── Data supplied ──
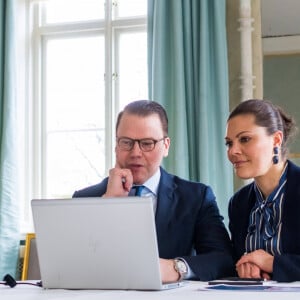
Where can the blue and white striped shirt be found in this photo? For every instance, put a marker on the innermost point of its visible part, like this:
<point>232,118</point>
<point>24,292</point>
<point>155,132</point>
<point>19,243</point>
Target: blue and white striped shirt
<point>264,231</point>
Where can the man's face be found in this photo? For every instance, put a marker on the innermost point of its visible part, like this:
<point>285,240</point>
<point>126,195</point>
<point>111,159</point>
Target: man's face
<point>142,164</point>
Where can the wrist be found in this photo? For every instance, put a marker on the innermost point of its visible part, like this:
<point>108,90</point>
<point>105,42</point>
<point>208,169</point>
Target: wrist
<point>181,268</point>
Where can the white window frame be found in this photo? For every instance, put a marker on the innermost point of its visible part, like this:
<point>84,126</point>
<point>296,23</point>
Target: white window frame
<point>33,185</point>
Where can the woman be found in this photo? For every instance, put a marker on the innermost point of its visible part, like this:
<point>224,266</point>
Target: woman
<point>264,216</point>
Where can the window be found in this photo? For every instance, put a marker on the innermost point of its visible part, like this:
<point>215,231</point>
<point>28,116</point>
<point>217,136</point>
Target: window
<point>87,59</point>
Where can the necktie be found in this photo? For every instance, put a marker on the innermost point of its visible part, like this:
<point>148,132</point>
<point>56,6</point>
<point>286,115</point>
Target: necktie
<point>138,190</point>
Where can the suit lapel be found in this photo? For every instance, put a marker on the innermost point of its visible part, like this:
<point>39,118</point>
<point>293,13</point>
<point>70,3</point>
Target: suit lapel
<point>166,203</point>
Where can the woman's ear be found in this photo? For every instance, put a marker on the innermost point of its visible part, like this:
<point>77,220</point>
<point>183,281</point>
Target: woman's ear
<point>278,138</point>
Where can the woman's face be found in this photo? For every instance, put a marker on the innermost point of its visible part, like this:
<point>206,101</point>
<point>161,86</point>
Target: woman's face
<point>249,147</point>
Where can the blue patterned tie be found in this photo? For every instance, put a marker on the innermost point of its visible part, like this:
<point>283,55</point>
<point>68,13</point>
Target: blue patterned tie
<point>138,190</point>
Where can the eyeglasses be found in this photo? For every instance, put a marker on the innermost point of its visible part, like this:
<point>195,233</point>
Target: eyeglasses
<point>145,145</point>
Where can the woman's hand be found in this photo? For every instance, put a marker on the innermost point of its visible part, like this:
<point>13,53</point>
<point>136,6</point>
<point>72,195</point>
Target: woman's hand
<point>167,270</point>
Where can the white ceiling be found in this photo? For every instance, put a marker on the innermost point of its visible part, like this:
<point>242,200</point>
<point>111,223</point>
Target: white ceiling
<point>280,17</point>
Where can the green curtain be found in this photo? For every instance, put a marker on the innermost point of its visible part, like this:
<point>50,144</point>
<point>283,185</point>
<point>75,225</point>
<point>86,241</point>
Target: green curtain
<point>9,201</point>
<point>188,74</point>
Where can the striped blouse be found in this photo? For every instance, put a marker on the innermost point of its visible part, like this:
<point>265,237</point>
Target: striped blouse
<point>264,231</point>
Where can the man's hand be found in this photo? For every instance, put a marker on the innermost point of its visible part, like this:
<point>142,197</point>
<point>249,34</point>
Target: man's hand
<point>167,270</point>
<point>119,182</point>
<point>256,264</point>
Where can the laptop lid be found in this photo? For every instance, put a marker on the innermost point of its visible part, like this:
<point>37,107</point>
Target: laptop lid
<point>97,243</point>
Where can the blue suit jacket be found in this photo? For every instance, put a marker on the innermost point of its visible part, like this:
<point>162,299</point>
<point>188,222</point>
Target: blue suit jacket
<point>286,267</point>
<point>188,225</point>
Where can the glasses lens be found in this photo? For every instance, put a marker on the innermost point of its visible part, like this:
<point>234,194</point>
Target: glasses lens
<point>147,145</point>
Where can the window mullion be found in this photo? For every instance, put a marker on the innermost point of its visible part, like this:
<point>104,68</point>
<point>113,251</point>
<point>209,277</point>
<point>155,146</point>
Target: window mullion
<point>109,101</point>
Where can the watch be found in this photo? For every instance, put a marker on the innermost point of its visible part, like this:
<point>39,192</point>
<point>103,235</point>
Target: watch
<point>180,267</point>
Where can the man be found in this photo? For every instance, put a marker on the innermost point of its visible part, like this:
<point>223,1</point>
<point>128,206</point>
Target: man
<point>192,240</point>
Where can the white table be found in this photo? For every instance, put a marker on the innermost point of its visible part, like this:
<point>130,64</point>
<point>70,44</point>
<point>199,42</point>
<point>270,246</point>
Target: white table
<point>189,292</point>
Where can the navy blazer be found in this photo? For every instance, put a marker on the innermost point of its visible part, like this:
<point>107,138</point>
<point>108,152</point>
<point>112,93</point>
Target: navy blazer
<point>286,266</point>
<point>188,225</point>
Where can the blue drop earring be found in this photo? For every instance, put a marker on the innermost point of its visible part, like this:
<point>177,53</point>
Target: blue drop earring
<point>275,156</point>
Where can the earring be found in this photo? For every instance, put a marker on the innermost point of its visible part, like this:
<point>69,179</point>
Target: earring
<point>275,156</point>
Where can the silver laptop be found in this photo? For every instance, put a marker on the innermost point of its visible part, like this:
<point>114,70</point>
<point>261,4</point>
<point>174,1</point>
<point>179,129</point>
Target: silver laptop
<point>97,243</point>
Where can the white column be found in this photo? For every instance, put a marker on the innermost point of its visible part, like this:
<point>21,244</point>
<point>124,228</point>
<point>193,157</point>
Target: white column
<point>246,29</point>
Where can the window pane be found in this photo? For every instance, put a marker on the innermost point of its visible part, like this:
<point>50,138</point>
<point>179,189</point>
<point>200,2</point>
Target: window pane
<point>59,11</point>
<point>75,83</point>
<point>133,83</point>
<point>75,160</point>
<point>75,114</point>
<point>130,8</point>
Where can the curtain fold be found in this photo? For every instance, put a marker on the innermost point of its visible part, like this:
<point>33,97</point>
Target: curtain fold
<point>9,201</point>
<point>188,74</point>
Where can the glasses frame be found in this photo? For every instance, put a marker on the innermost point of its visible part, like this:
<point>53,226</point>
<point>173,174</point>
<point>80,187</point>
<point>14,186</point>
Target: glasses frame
<point>139,141</point>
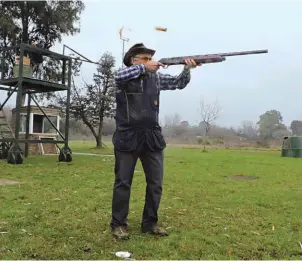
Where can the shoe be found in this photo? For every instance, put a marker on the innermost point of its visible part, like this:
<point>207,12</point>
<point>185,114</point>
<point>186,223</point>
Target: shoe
<point>155,230</point>
<point>120,233</point>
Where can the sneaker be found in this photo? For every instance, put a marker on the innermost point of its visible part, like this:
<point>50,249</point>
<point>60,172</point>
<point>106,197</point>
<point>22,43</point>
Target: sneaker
<point>120,233</point>
<point>155,230</point>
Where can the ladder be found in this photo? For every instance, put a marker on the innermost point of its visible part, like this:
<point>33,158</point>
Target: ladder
<point>6,132</point>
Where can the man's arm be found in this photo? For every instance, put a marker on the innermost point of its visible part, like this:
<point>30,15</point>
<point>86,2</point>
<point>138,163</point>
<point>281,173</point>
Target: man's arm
<point>169,82</point>
<point>129,73</point>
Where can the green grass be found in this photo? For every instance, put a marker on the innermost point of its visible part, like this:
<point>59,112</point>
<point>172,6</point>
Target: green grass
<point>62,208</point>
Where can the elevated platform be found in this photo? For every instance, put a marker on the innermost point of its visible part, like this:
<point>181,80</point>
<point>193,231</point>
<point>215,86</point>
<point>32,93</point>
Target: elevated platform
<point>32,84</point>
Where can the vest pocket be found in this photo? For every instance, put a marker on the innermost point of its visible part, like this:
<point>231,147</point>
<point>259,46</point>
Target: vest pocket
<point>155,140</point>
<point>154,102</point>
<point>125,140</point>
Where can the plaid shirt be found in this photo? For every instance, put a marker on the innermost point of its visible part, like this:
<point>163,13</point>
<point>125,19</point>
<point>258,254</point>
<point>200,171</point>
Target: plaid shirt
<point>166,81</point>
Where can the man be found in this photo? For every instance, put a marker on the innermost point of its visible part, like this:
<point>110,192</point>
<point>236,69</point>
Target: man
<point>138,135</point>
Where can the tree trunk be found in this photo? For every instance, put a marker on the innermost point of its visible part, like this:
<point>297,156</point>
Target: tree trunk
<point>99,143</point>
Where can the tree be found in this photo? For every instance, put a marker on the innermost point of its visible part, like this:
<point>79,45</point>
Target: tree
<point>209,114</point>
<point>172,120</point>
<point>248,130</point>
<point>296,127</point>
<point>23,21</point>
<point>96,101</point>
<point>270,122</point>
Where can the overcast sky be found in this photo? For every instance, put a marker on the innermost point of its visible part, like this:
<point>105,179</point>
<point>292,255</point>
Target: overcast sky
<point>246,86</point>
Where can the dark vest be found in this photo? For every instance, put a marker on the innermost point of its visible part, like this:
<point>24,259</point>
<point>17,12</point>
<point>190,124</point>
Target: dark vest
<point>137,109</point>
<point>137,103</point>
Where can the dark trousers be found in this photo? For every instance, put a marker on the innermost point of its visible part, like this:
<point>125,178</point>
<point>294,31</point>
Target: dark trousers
<point>125,162</point>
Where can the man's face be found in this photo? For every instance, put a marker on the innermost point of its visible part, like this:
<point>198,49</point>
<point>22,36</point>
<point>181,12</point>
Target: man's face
<point>141,58</point>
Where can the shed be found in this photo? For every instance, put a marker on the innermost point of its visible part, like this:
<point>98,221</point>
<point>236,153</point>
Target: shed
<point>39,129</point>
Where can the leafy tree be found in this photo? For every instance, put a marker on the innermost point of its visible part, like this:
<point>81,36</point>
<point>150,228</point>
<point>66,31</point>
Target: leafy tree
<point>296,127</point>
<point>23,21</point>
<point>270,122</point>
<point>94,102</point>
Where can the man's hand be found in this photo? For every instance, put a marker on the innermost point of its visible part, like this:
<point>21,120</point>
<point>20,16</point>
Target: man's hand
<point>190,63</point>
<point>152,66</point>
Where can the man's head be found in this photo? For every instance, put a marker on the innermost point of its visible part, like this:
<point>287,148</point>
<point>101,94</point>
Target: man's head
<point>138,54</point>
<point>141,58</point>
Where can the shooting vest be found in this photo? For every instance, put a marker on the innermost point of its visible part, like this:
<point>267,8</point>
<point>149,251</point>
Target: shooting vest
<point>137,109</point>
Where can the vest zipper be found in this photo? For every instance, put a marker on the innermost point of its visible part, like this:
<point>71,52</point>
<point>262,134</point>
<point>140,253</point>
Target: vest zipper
<point>128,114</point>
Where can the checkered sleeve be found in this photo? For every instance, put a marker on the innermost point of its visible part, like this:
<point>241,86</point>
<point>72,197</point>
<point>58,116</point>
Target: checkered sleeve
<point>170,82</point>
<point>129,73</point>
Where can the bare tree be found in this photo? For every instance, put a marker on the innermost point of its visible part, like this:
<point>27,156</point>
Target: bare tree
<point>172,120</point>
<point>209,113</point>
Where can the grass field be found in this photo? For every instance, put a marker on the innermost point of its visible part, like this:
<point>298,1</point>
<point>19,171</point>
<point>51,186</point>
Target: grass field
<point>62,210</point>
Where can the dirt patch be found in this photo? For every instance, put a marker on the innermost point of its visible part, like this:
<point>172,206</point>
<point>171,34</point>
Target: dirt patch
<point>242,177</point>
<point>4,182</point>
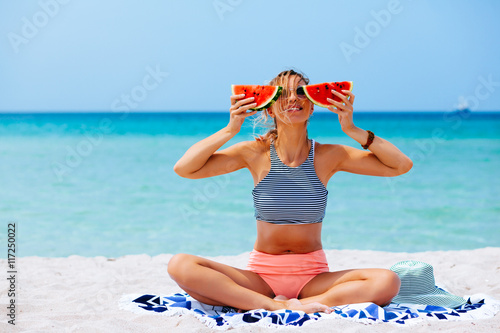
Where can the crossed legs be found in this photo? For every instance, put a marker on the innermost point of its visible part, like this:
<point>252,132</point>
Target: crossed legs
<point>214,283</point>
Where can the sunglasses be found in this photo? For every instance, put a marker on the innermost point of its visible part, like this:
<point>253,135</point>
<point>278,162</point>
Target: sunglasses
<point>299,92</point>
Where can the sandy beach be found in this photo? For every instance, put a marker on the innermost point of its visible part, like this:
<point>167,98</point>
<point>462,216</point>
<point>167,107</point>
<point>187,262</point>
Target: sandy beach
<point>80,294</point>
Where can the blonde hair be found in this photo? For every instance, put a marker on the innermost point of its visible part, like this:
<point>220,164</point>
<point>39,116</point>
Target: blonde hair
<point>264,119</point>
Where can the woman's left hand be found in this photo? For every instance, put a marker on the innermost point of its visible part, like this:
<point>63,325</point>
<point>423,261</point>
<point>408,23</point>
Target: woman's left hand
<point>343,109</point>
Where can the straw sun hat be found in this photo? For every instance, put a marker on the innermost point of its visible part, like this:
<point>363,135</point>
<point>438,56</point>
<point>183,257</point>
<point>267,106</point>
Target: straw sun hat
<point>418,286</point>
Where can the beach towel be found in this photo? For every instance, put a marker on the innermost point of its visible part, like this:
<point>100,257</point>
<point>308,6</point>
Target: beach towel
<point>219,317</point>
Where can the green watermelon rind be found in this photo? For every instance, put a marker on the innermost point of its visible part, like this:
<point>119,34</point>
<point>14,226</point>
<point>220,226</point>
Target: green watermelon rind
<point>318,103</point>
<point>267,104</point>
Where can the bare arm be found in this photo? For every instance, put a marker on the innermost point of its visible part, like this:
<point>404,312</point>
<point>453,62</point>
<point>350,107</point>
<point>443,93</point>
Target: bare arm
<point>202,159</point>
<point>382,159</point>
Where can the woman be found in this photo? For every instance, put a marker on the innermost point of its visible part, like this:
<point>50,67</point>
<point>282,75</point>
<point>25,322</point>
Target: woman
<point>287,268</point>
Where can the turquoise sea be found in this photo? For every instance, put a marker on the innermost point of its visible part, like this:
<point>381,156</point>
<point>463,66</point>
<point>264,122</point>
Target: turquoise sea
<point>102,184</point>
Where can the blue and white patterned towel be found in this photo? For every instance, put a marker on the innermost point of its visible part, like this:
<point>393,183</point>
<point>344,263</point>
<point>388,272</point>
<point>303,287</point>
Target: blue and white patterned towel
<point>478,306</point>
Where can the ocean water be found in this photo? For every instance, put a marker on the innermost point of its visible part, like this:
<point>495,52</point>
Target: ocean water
<point>103,184</point>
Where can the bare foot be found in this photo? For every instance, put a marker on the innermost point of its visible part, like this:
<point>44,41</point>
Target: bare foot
<point>295,304</point>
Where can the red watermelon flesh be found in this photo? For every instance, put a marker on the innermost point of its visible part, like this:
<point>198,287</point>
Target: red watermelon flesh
<point>264,96</point>
<point>318,93</point>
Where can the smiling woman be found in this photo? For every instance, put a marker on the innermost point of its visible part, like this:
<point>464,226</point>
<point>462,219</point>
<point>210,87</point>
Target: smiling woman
<point>290,173</point>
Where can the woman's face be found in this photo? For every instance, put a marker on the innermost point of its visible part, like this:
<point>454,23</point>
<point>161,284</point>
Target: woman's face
<point>292,107</point>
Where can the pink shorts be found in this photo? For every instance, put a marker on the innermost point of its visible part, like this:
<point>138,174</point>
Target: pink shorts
<point>287,274</point>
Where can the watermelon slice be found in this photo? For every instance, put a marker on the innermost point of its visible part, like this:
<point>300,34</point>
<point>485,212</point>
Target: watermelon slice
<point>318,93</point>
<point>265,96</point>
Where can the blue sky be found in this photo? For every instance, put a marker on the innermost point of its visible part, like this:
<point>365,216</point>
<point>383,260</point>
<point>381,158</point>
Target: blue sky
<point>62,55</point>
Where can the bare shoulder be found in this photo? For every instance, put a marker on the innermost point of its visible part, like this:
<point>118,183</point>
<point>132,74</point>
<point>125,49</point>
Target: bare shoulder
<point>248,150</point>
<point>329,150</point>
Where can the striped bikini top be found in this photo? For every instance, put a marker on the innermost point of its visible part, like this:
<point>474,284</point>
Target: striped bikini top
<point>290,195</point>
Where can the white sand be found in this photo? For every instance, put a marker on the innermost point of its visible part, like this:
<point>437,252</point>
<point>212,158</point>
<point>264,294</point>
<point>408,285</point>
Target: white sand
<point>78,294</point>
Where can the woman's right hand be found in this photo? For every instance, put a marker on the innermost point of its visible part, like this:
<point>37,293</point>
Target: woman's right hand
<point>238,111</point>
───
Request: Write out the material from the line with "Where can the bare tree" up to and including the line with "<point>80,294</point>". Leave the pictures out.

Expected answer:
Where can the bare tree be found in this photo? For every instance, put a marker on the innermost point of its visible part, like this:
<point>27,156</point>
Target: bare tree
<point>172,120</point>
<point>209,113</point>
Where can the grass field be found in this photo? For every instance, put a marker on the innermost point of its visible part, like this:
<point>298,1</point>
<point>19,171</point>
<point>51,186</point>
Target: grass field
<point>62,210</point>
Where can the dirt patch be found in this photo? For every instance, put a marker on the innermost point of its visible part, like this:
<point>172,206</point>
<point>171,34</point>
Target: dirt patch
<point>242,177</point>
<point>4,182</point>
Where can the crossed legs be found in this photo? For every instance, put a marker on the innermost point of its visible part, like this:
<point>252,132</point>
Target: crossed legs
<point>214,283</point>
Where can the sunglasses be found in this photo? For every instance, put a marker on the innermost point of its visible part, like this:
<point>253,135</point>
<point>278,162</point>
Target: sunglasses
<point>299,92</point>
Where can the sandy beach be found in this photo? For every instance, put a marker on the innermost point of its visible part, like this:
<point>167,98</point>
<point>462,216</point>
<point>167,107</point>
<point>187,262</point>
Target: sandy beach
<point>80,294</point>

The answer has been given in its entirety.